(Task data Opens)
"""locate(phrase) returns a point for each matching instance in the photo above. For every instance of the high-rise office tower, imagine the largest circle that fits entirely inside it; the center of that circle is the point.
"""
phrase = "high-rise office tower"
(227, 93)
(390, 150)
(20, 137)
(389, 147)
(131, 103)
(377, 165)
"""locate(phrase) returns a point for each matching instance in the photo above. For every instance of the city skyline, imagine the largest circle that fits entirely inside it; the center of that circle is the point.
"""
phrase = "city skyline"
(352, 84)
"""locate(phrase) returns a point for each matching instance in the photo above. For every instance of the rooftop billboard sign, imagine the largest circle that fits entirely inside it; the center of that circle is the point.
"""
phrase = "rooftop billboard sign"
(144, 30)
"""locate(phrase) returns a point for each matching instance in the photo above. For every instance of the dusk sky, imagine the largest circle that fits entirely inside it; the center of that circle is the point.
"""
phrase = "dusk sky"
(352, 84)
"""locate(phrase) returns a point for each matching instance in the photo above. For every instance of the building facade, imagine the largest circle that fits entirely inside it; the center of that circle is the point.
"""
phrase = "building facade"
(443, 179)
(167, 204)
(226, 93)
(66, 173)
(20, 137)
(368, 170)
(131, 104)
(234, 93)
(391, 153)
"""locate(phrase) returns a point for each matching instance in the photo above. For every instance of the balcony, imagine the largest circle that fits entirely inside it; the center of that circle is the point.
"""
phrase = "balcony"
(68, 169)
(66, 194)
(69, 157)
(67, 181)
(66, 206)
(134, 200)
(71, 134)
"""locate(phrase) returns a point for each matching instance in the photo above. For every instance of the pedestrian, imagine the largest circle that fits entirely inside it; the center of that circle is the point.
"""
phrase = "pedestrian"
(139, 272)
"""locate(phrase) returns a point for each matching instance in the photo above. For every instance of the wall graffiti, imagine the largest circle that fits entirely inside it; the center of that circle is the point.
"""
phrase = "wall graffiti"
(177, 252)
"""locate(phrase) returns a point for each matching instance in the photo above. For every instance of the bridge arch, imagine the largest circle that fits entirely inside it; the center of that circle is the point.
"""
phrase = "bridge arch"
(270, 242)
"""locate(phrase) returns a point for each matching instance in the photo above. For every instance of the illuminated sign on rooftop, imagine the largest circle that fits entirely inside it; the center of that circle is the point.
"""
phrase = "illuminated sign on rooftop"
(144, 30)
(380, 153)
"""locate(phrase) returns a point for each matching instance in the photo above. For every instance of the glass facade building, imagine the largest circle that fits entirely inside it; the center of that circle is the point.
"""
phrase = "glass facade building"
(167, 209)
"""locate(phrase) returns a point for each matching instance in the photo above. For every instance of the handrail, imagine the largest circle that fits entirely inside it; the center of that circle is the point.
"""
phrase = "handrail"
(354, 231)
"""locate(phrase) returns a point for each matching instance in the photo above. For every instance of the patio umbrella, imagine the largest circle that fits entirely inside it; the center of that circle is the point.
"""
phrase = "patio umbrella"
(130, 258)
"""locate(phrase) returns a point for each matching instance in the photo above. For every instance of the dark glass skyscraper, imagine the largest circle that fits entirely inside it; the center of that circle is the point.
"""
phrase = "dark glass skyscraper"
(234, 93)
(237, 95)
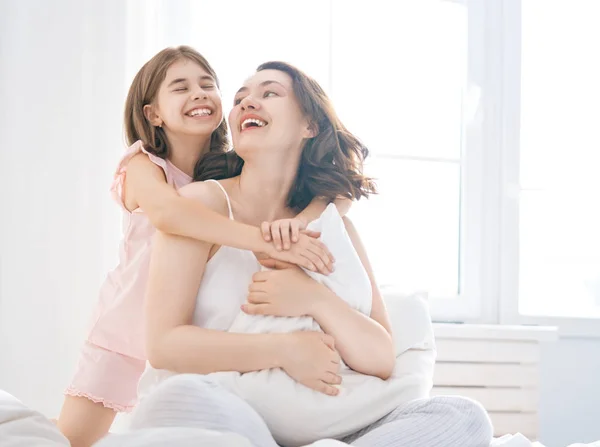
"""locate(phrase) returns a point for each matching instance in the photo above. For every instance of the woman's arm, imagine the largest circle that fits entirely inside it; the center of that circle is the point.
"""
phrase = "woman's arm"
(171, 212)
(364, 343)
(175, 344)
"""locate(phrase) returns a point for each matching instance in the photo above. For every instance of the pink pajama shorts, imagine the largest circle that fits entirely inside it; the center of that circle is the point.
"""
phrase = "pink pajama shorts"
(107, 377)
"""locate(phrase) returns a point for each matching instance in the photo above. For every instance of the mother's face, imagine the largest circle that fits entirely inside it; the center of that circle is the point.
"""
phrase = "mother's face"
(266, 115)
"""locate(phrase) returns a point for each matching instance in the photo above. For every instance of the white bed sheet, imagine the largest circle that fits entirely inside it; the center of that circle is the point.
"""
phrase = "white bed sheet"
(22, 427)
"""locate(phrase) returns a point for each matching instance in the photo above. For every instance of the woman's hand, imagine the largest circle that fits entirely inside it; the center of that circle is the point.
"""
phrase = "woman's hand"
(286, 292)
(311, 359)
(308, 252)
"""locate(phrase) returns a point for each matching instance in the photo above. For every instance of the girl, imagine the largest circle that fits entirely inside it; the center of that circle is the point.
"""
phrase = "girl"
(299, 150)
(173, 118)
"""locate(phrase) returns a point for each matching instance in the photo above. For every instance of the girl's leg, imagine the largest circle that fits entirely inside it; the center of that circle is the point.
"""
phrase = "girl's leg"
(84, 422)
(190, 400)
(443, 421)
(104, 383)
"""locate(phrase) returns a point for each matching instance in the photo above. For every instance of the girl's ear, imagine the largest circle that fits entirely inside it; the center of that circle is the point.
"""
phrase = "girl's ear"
(152, 116)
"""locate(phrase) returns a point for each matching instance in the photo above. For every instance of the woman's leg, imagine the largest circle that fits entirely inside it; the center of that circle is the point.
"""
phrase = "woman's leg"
(443, 421)
(190, 400)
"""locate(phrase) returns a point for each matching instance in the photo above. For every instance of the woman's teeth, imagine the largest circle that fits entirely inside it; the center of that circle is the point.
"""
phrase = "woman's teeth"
(250, 121)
(Task data Closes)
[Your task]
Return the complete material above exactly, with no picture.

[Task output]
"""locate(phrase) returns a point for each matching instance in the photo above. For every instance of the high-rise office tower, imagine the largest circle that fits entirely inside it; the center of that circle is the point.
"""
phrase = "high-rise office tower"
(227, 93)
(390, 150)
(20, 137)
(389, 147)
(131, 103)
(377, 165)
"""locate(phrase) returns a point for each matching instance in the photo above. For every instance of the city skyline, imagine the largest circle that fits entirely inside it; the center of that circle is the point.
"""
phrase = "city skyline"
(352, 84)
"""locate(phrase) returns a point for each matching instance in the photo above. For every instance of the rooftop billboard sign, imagine the largest circle that fits entirely inside it; the center of that circle is the point.
"""
phrase = "rooftop billboard sign"
(144, 30)
"""locate(phrase) returns a point for each matching instance in the photo above. For every instance of the dusk sky, imagine the largest circle that fits entirely inside it; the center of that circle is the point.
"""
phrase = "dusk sky"
(352, 84)
"""locate(phrase) returns a point for each matching instance in the photo above. For every instance of the building facade, imagine the largest circle that fits entirely inside it; the center of that circle is the point.
"""
phrase = "building facade"
(443, 179)
(167, 204)
(226, 93)
(66, 173)
(20, 137)
(368, 170)
(131, 104)
(234, 93)
(391, 153)
"""locate(phrase) returns a point for each matching instance in the photo above. For every instance of the balcony, imagine the largest circle that fits entirely inside it; the center of that circle is the point.
"""
phrase = "balcony"
(68, 169)
(66, 194)
(69, 157)
(67, 181)
(66, 206)
(134, 200)
(71, 134)
"""locate(phrase) returns a point for each matching instance in the photo above. For every instance of the pedestrian, imagine the largest circle that fits entirely inside it; the center of that circle is the point.
"""
phrase = "pedestrian"
(139, 272)
"""locate(phrase) returns a point for each matching instance in the photo above. For every instance of the wall graffiti, imagine the largest circle that fits entirely inside it; the center of that circle is the point.
"""
phrase = "wall graffiti"
(177, 252)
"""locate(phrase) returns a point for each matching instance in the photo above. For every instance of the bridge arch, imagine the largest circle that fits entirely inside it; the center of that circle is the point.
"""
phrase = "bridge arch"
(270, 242)
"""locate(phrase) returns a point for each matching instance in the photo above. For every instance of the illuminated sign on rooftop, imagine the largest circle that fits entirely inside it; the center of that circle is the point.
"""
phrase = "illuminated sign on rooftop"
(144, 30)
(380, 153)
"""locate(phrase) returns a point for each matching instance in the photo above. For every instance of the glass facade building, imagine the largest circle that fits entirely inside it; the center of that circle is the point.
"""
phrase = "glass facade building"
(167, 209)
"""locate(phrase) returns a point for each matching instance in the photo above. For every instance of the handrail, imagine the largest circle that fits entirely inside it; the center of that circle is the point.
"""
phrase = "handrail"
(354, 231)
"""locate(phrase) returns a point for each matching instance in the photo above. For every instance of the patio umbrella, imagine the largest circle that fits entirely inside it; the center of that circle is the point.
"""
phrase = "patio umbrella"
(130, 258)
"""locate(phrase) returns a point for each matching instance in the photo above. For every instance of the dark glass skyscraper, imagine the largest circle that fits entirely inside it; the center of that circle is the point.
"""
phrase = "dark glass skyscraper"
(234, 93)
(237, 95)
"""locate(phrase) returns a point for each matching instance in the photo above. For every instance of the woman's arm, imagine the largest circle that fits entirely inside it; the center of that circle is the point.
"""
phrase = "woman's arm"
(171, 212)
(364, 343)
(175, 344)
"""locate(phrase) returns a point for each matching instance in the photo above. For every instance of the pink pajama shorts, imagine the largest circle that fits entirely inside it; the center of that circle is the point.
"""
phrase = "pink pajama shorts"
(107, 377)
"""locate(phrase) returns a point for each matching instance in the photo above. For every instance of the mother's face, imagine the largest circle that fits entirely inside it; the center of that circle is the point.
"""
phrase = "mother's face"
(266, 115)
"""locate(phrase) returns a point for each matching instance in the photo above. For every instance of the white bed sheet, imagine the largest circle that fits entirely inside it; the center of that circle is the point.
"""
phrase = "white bed sheet"
(22, 427)
"""locate(phrase) returns a point for each matching instance in the photo above. For every instance of the woman's hand, imagine the largest circle that fits entirely inside it; the center of that circle is the point.
"""
phrase = "woman's hand"
(286, 292)
(311, 359)
(308, 252)
"""locate(phrase) returns a point for each matching instance in the photo above. For every instance of the girl, imagine the largest circle that fits entirely inside it; the center of that circle is the point.
"""
phrase = "girl"
(299, 150)
(173, 118)
"""locate(phrase) returns a point for each matching instance in the photo above. For every instance of the girl's leg, imagine the largest circle that fits entirely inside it; the center of that circle is the point.
"""
phrase = "girl's leg"
(84, 422)
(190, 400)
(443, 421)
(104, 383)
"""locate(phrase) returns a point for each matching instance in the photo above. For every instance of the girl's ear, imagine the largest circle that fits entirely inside it; the center of that circle is the point.
"""
phrase = "girl's ear"
(152, 116)
"""locate(phrase) returns a point for each matching instance in the photo above. For every instance of the woman's leg, imagine the largest circle that fits entirely inside it; the center of that circle is the point.
"""
phrase = "woman's leg"
(443, 421)
(190, 400)
"""locate(phrase) returns a point for each matching instance in the photo above. For every instance of the woman's teeth, imagine the largest circle that fits entirely inside it; the center of that circle is the point.
"""
phrase = "woman's teeth"
(250, 121)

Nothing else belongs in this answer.